## [Provided data]
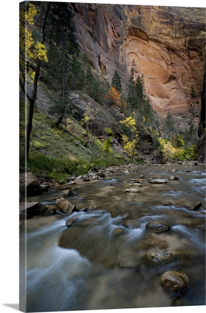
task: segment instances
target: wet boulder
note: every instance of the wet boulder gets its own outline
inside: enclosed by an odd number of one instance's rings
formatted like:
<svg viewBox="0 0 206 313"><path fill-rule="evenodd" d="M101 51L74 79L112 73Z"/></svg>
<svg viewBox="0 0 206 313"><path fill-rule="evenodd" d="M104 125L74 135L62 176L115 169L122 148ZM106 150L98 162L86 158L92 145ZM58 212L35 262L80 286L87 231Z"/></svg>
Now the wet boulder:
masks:
<svg viewBox="0 0 206 313"><path fill-rule="evenodd" d="M70 218L69 219L68 219L66 222L66 226L68 227L70 227L73 225L76 219L75 218Z"/></svg>
<svg viewBox="0 0 206 313"><path fill-rule="evenodd" d="M182 272L172 271L166 272L161 278L162 286L177 292L182 291L189 281L188 276Z"/></svg>
<svg viewBox="0 0 206 313"><path fill-rule="evenodd" d="M132 254L119 257L120 259L117 262L117 265L120 267L132 268L136 267L139 265L139 261L136 255Z"/></svg>
<svg viewBox="0 0 206 313"><path fill-rule="evenodd" d="M152 221L149 222L146 225L147 229L156 230L159 232L165 232L169 230L171 227L168 224L165 222Z"/></svg>
<svg viewBox="0 0 206 313"><path fill-rule="evenodd" d="M142 185L141 185L141 184L139 184L138 182L135 182L134 183L132 184L132 186L134 186L134 187L142 187Z"/></svg>
<svg viewBox="0 0 206 313"><path fill-rule="evenodd" d="M136 189L126 189L124 192L126 193L131 192L132 193L140 193L140 192Z"/></svg>
<svg viewBox="0 0 206 313"><path fill-rule="evenodd" d="M19 192L23 196L25 195L26 192L28 197L41 194L42 188L39 182L36 179L32 179L22 184L19 186Z"/></svg>
<svg viewBox="0 0 206 313"><path fill-rule="evenodd" d="M146 253L145 259L156 264L163 264L178 260L191 259L196 256L188 251L172 251L161 249Z"/></svg>
<svg viewBox="0 0 206 313"><path fill-rule="evenodd" d="M183 208L185 209L188 209L189 208L189 207L188 205L187 205L186 204L185 204L184 203L183 203L182 202L177 202L175 204L174 204L174 206L175 208Z"/></svg>
<svg viewBox="0 0 206 313"><path fill-rule="evenodd" d="M164 179L152 179L150 182L150 184L167 184L167 183Z"/></svg>
<svg viewBox="0 0 206 313"><path fill-rule="evenodd" d="M56 213L56 210L53 208L47 207L39 202L28 201L19 203L19 218L21 219L36 215L53 215Z"/></svg>
<svg viewBox="0 0 206 313"><path fill-rule="evenodd" d="M73 195L74 193L71 189L67 189L65 190L63 190L62 192L62 196L70 196Z"/></svg>
<svg viewBox="0 0 206 313"><path fill-rule="evenodd" d="M113 234L115 236L119 236L121 235L124 232L124 229L121 227L117 227L115 228L113 232Z"/></svg>
<svg viewBox="0 0 206 313"><path fill-rule="evenodd" d="M76 210L76 206L63 197L56 200L55 206L57 210L65 214L71 214L73 211Z"/></svg>
<svg viewBox="0 0 206 313"><path fill-rule="evenodd" d="M166 206L169 206L170 205L173 205L173 204L170 201L166 201L164 203L164 205Z"/></svg>
<svg viewBox="0 0 206 313"><path fill-rule="evenodd" d="M193 211L196 211L197 210L199 210L202 206L203 204L202 202L199 201L198 202L197 202L196 204L194 206L192 210Z"/></svg>
<svg viewBox="0 0 206 313"><path fill-rule="evenodd" d="M173 176L171 175L171 176L169 176L168 177L168 179L169 180L178 180L179 179L178 177L177 176Z"/></svg>
<svg viewBox="0 0 206 313"><path fill-rule="evenodd" d="M89 177L88 176L87 176L86 175L84 175L84 176L82 177L83 180L84 182L90 182L90 179Z"/></svg>
<svg viewBox="0 0 206 313"><path fill-rule="evenodd" d="M136 219L126 219L122 224L122 225L127 228L132 229L139 227L140 223Z"/></svg>

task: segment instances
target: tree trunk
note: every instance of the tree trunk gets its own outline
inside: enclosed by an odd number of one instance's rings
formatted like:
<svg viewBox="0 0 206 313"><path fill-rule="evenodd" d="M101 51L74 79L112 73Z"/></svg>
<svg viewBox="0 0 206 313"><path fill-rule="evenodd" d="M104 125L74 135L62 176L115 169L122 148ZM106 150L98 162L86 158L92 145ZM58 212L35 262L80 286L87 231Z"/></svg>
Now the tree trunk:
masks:
<svg viewBox="0 0 206 313"><path fill-rule="evenodd" d="M63 61L63 82L62 84L62 91L63 93L63 108L62 114L59 120L56 123L57 127L59 126L62 120L65 112L66 109L66 97L65 95L65 40L64 39L64 29L62 29L62 37L63 38L62 44L62 59Z"/></svg>
<svg viewBox="0 0 206 313"><path fill-rule="evenodd" d="M45 38L46 34L45 32L45 27L46 27L46 20L49 12L50 3L48 3L47 5L47 11L45 15L44 19L44 21L41 29L41 43L44 44L45 41ZM26 129L26 142L25 146L24 147L24 156L26 160L28 158L28 154L29 152L30 144L29 141L30 140L30 136L32 128L32 120L33 119L33 109L34 107L34 103L36 97L37 93L37 85L38 84L38 80L39 74L39 71L40 70L40 66L41 66L41 61L38 59L37 61L37 65L35 70L35 75L33 82L33 92L31 97L30 97L27 93L26 90L26 87L25 87L25 85L26 84L26 79L25 80L25 84L20 84L20 86L22 90L25 95L25 102L26 97L27 98L29 101L29 108L28 115L28 120ZM25 104L26 105L26 104Z"/></svg>

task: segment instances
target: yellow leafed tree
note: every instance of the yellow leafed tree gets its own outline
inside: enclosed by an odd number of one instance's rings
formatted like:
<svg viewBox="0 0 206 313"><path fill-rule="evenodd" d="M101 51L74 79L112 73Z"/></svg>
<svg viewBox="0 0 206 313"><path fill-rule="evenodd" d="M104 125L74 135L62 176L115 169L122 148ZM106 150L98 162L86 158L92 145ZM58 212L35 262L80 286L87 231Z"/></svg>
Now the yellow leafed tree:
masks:
<svg viewBox="0 0 206 313"><path fill-rule="evenodd" d="M135 147L139 141L138 132L136 127L136 122L134 119L131 116L129 116L124 121L120 121L120 123L128 127L130 131L131 135L130 138L124 134L122 135L121 139L125 151L128 153L129 157L131 158L132 162L135 155Z"/></svg>
<svg viewBox="0 0 206 313"><path fill-rule="evenodd" d="M40 8L37 8L33 4L30 3L28 8L25 5L22 7L19 12L19 85L25 96L25 109L28 112L23 154L26 160L29 152L29 140L40 68L43 62L48 61L44 42L45 28L50 3L39 3L41 6L41 9ZM31 30L34 27L36 17L39 14L41 15L40 20L41 22L38 27L40 28L41 40L35 43ZM27 85L32 86L30 93L28 91ZM28 101L28 108L27 99Z"/></svg>

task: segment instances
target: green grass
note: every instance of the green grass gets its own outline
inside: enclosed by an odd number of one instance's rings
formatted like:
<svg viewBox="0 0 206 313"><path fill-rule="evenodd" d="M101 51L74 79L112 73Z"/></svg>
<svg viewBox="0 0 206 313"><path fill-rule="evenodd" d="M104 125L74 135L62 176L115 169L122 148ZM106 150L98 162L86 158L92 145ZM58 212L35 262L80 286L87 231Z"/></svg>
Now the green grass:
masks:
<svg viewBox="0 0 206 313"><path fill-rule="evenodd" d="M91 153L82 146L87 147L87 142L91 146L89 133L72 118L68 119L67 125L67 128L57 128L53 121L35 110L27 164L28 172L38 177L55 181L69 175L86 174L94 167L106 168L124 163L122 160L114 156L118 155L112 149L108 152L104 151L103 143L96 138L95 154L90 164ZM20 169L23 167L20 158Z"/></svg>

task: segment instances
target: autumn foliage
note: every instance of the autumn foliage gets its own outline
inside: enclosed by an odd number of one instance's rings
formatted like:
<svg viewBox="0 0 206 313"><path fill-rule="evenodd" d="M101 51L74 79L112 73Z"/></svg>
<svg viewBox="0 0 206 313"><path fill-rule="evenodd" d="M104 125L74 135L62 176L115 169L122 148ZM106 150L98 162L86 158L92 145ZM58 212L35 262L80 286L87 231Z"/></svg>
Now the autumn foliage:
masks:
<svg viewBox="0 0 206 313"><path fill-rule="evenodd" d="M109 100L111 104L122 108L126 107L126 102L122 95L121 94L118 94L115 88L112 86L109 89L106 98Z"/></svg>

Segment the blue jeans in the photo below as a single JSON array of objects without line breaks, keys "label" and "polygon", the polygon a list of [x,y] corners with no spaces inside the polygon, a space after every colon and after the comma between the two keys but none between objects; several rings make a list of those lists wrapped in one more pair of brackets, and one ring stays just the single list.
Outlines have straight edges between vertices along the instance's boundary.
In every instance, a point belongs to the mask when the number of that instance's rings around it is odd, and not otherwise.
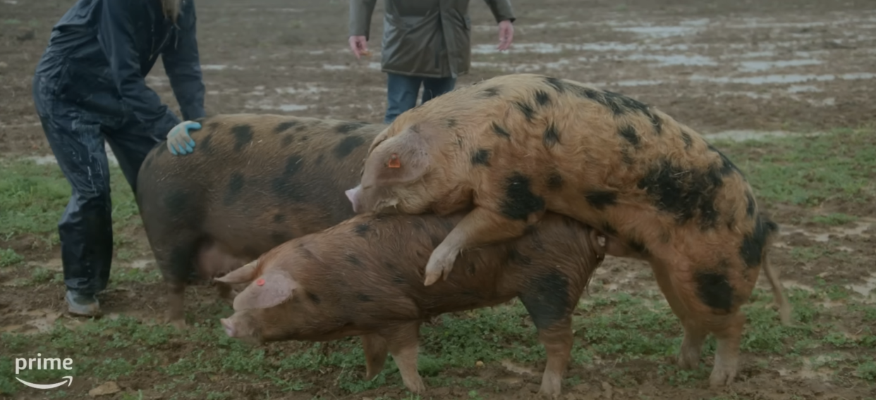
[{"label": "blue jeans", "polygon": [[417,105],[420,85],[423,86],[420,104],[453,90],[456,78],[424,78],[386,74],[386,115],[384,123],[392,123],[399,114]]}]

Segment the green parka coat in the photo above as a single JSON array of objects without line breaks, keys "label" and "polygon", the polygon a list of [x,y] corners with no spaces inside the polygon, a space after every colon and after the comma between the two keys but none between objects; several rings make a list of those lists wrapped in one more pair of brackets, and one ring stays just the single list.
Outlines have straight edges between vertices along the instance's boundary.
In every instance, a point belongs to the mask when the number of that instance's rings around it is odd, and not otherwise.
[{"label": "green parka coat", "polygon": [[[514,22],[510,0],[484,0],[496,22]],[[430,78],[466,74],[471,65],[469,0],[384,0],[381,70]],[[350,1],[350,36],[371,30],[377,0]]]}]

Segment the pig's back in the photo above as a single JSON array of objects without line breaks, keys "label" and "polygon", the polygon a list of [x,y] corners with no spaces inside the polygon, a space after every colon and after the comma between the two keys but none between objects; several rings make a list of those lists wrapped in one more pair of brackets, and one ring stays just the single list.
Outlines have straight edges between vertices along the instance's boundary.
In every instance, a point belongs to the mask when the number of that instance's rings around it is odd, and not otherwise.
[{"label": "pig's back", "polygon": [[299,269],[295,277],[305,287],[343,288],[337,305],[350,315],[426,319],[546,288],[580,295],[597,263],[589,228],[548,213],[516,241],[463,252],[447,281],[424,286],[429,255],[464,214],[357,215],[296,241],[317,263]]},{"label": "pig's back", "polygon": [[383,129],[251,114],[201,123],[193,153],[173,156],[162,143],[144,162],[144,223],[197,229],[253,256],[352,216],[343,191],[357,183],[368,144]]}]

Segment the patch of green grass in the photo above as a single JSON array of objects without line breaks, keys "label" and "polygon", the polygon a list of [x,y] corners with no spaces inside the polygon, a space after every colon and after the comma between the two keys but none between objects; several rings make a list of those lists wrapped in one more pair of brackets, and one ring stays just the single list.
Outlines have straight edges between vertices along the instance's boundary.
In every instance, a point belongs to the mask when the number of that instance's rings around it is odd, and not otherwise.
[{"label": "patch of green grass", "polygon": [[9,267],[25,261],[25,257],[12,249],[0,249],[0,268]]},{"label": "patch of green grass", "polygon": [[[58,221],[70,200],[70,184],[57,165],[29,159],[0,159],[0,240],[32,235],[46,249],[59,243]],[[137,203],[122,171],[110,166],[113,235],[116,242],[131,242],[123,231],[140,226]]]},{"label": "patch of green grass", "polygon": [[830,226],[844,225],[849,222],[853,222],[857,220],[858,217],[843,213],[831,213],[826,215],[815,215],[809,219],[811,222],[820,225],[830,225]]},{"label": "patch of green grass", "polygon": [[[876,132],[836,130],[816,137],[716,141],[761,200],[815,206],[876,200]],[[837,217],[841,221],[843,217]]]}]

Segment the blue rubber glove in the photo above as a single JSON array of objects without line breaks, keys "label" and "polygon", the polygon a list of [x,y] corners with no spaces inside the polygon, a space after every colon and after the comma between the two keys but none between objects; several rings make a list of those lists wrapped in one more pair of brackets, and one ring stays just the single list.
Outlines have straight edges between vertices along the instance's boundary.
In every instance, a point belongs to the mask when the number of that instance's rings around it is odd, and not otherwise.
[{"label": "blue rubber glove", "polygon": [[201,124],[192,121],[180,123],[167,134],[167,149],[174,156],[194,151],[194,139],[188,135],[190,130],[200,130]]}]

## [Task brief]
Convert everything from the start of the listing down to the line containing "272L172 271L166 272L161", both ends included, into a numbered list with blank lines dropped. Leave the pictures out.

## [Solution to the problem]
1. task: segment instances
2. target: wet boulder
3. note: every instance of the wet boulder gets its own outline
4. inside: enclosed by an odd number of one instance's rings
5. formatted like:
6. <svg viewBox="0 0 206 313"><path fill-rule="evenodd" d="M101 51L74 79L112 73Z"/></svg>
7. <svg viewBox="0 0 206 313"><path fill-rule="evenodd" d="M104 125L74 135L62 176L115 169L122 148ZM106 150L98 162L86 158L92 145ZM58 212L35 262L80 286L87 231Z"/></svg>
8. Now the wet boulder:
9. masks:
10. <svg viewBox="0 0 206 313"><path fill-rule="evenodd" d="M70 218L69 219L68 219L66 222L66 226L68 227L70 227L73 225L76 219L75 218Z"/></svg>
11. <svg viewBox="0 0 206 313"><path fill-rule="evenodd" d="M182 272L172 271L166 272L161 278L162 286L177 292L182 291L189 281L188 276Z"/></svg>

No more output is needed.